The terror election and what we can do about it

0

We should never allow ourselves to descend into the sewer that those who carried out the London Bridge attacks would like us to sink into.

From a strategic point of view terrorism has a dismal predictability.  Whatever its context or motivation its central objectives are usually the same: a) to provoke a militarily more powerful opponent into an overreaction that will strain its opponent’s resources and draw it into a debilitating confrontation from which the terrorist hopes to gain in the long run b) to re-engineer society so that there are no spaces for moderation or neutrality – only two sides locked into all-out war c) to undermine the political authority of the state by demonstrating that it cannot protect its own people.

Around these central aims other factors may also come into play: simple vengeance for a real or imagined grievance; the desire to demonstrate the power and reach of the terrorist organisation or cause; rage at the real or imagined indifference of the targeted society towards acts of violence and repression for which its government may be responsible.

These components have been replayed again and again in different ways in one terrorist emergency after another, so on one level the horrors that are now unfolding globally are not entirely unprecedented.   What is new is the sustained and calculated barbarity of the attacks that are now unfolding.  In country after country we are witnessing what are essentially crimes against humanity carried out by a variety of ‘jihadist’ groups who have clearly abandoned even paying lip service to rules and customs of war established over thousands of years.

These groups are not constrained by any moral or ethical limits.  Children, women, the elderly, teenage girls at a concert, pregnant women, gays, lesbians, nightclubbers, booksellers, shoppers in markets  – no targets are off-limits.

They call themselves soldiers and walk around in military fatigues but they are more like einsatzgruppen –  petty exterminators drifting out of a druggy haze into the fervor of overnight ‘conversions’ that only seem to have one aim: to give them permission to perpetrate more horrors that disgrace the name of humanity.  They call themselves Muslims, but the only thing that seems to interest them about Islam is its usefulness as a license for violence and killing.

Historically there is nothing uniquely Islamic about such barbarity.  A cursory look back at the conquistadores; the French Wars of Religion; the Thirty Years War; World War II or more recently the wars of the former Yugoslavia should quickly dispel such illusions.   Anders Breivik; the killing of Jo Cox; last month’s murders in Portland – let no one imagine that violence of this kind is due to the special proclivity of any particular race, faith or culture towards cruelty.

*Given exercise 1*
For each statement, say whether it agrees with the piece on terrorism, answering yes or no and quoting the words of the piece that decide it: (a) terrorism's central objectives are usually the same whatever its context; (b) the barbarity described is historically unique to Islam; (c) the groups described treat some targets as off-limits.
*Given exercise 2*
Carry the piece on terrorism and the London Bridge attacks forward from its last sentence.
The stored items play no part in this work.

[Stored dataset items]

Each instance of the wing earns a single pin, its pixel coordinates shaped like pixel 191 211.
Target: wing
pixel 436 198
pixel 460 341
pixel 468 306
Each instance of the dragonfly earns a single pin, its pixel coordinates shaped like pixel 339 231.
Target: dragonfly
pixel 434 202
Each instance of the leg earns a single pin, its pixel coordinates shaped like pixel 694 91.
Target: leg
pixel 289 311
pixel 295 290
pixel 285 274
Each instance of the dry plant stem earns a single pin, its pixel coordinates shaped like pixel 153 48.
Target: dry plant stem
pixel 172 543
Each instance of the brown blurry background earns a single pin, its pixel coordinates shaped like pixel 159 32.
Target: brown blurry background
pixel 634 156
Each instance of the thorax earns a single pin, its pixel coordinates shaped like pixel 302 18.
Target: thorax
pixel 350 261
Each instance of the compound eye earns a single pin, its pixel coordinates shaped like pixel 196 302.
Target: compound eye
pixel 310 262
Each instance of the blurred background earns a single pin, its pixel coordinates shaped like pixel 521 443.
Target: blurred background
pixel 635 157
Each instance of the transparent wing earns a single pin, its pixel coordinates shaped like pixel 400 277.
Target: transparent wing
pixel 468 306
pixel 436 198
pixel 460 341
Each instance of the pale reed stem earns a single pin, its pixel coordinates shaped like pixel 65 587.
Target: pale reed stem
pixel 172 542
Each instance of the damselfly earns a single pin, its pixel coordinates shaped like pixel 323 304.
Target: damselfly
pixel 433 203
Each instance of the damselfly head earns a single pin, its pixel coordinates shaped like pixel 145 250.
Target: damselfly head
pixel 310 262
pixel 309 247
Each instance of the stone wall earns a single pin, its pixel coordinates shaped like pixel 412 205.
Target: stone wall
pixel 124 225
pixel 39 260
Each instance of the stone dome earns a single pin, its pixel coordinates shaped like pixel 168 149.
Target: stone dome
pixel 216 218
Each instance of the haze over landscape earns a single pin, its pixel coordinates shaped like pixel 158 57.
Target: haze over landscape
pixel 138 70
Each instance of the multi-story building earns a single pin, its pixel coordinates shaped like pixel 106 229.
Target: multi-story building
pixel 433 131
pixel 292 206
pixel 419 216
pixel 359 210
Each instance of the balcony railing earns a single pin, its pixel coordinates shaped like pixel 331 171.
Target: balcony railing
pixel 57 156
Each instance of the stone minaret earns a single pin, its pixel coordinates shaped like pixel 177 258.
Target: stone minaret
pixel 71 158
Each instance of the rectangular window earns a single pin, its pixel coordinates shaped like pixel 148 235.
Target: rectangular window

*Written reply 1*
(a) Yes: "Whatever its context or motivation its central objectives are usually the same"
(b) No: "Historically there is nothing uniquely Islamic about such barbarity."
(c) No: "no targets are off-limits."

*Written reply 2*
But in recent years there has been – and we should not dodge this issue – a proliferation of reactionary, tyrannical and misogynistic groups acting in the name of Islam that are trying to implement the historic strategies of revolutionary terrorism at a global level with exceptional ferocity.  Their essential philosophy was once defined in an epigram in the so-called ‘al-Qaeda training manual’ used by the Afghan mujahideen as they prepared to wage war on the secular tyrannies of the Middle East,  which declared:

‘The confrontation that Islam calls for with these godless and apostate regimes does not know Socratic dialogues, Platonic ideals, nor Aristotelean diplomacy.  But it knows the dialogue of bullets, the ideals of assassination, bombing and destruction, and the diplomacy of the cannon and machine-gun.’

This is morally-speaking, the language of cavemen coupled with the exaltation of violence that you might once have found in Italian futurism or fascism. In the last two weeks British society has been subjected to two utterly horrendous attacks by groups and individuals that subscribe to this philosophy.

There are many reasons why this has happened: the corruption, violence and tyranny of post-colonial regimes in the Middle East (sometimes with Western support and sometimes not); the wars in which successive British governments have recklessly involved themselves for more than fifteen years; the dirty games that elements of the British state have played with some of the same jihadists who are now carrying out attacks here; problems of identity, integration and alienation amongst second and third generation Muslim immigrants that have led some young Muslims to seek some kind of meaning and purpose in wars that have clearly brutalised them and annihilated any capacity for mercy, decency or empathy they may once have had.

Whatever the individual motivations of their perpetrators, the atrocities and crimes that they have carried out have a clear strategic purpose.   They are a form of social engineering, designed to be as disgusting and cruel as possible, in the hope of paving the way for a future of endless violence and heroic war.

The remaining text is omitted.